Copy each line of the material below that includes the string "brown".

Input>
^^^^^^^^^^^^^^^^
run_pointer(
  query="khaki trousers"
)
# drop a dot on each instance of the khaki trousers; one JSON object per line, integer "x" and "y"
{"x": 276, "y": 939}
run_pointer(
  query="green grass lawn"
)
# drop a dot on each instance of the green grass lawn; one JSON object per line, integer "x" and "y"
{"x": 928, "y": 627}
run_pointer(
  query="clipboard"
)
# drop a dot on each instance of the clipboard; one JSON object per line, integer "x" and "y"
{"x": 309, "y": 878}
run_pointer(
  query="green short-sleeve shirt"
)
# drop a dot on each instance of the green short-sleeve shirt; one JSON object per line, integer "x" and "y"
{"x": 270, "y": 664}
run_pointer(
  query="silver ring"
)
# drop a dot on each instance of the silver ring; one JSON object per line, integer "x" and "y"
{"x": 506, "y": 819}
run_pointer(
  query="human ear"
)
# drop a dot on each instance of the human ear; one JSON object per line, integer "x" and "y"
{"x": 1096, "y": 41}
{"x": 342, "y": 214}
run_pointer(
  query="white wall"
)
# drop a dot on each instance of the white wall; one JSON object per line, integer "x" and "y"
^^^^^^^^^^^^^^^^
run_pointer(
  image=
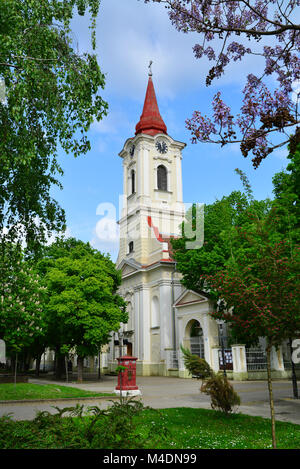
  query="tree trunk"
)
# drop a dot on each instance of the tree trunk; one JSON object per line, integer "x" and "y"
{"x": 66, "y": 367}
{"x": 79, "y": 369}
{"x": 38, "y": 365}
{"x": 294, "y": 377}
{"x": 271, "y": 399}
^^^^^^^^^^^^^^^^
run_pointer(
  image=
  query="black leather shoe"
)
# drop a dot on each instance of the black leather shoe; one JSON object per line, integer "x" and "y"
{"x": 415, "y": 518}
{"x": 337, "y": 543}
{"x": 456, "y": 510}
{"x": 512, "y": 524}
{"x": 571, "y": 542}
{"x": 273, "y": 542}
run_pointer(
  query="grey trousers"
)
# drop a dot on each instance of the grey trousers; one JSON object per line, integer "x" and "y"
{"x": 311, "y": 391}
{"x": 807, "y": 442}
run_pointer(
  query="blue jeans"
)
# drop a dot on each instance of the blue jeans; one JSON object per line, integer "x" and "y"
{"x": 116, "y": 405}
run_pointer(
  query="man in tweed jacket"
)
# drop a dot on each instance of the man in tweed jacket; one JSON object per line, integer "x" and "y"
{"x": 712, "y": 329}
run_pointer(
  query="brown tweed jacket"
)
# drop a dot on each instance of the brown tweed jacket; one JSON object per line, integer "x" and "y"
^^^^^^^^^^^^^^^^
Answer to the problem>
  query="brown tweed jacket"
# drop a dot on each instance of the brown tweed jacket; one JSON object per line, integer "x" and "y"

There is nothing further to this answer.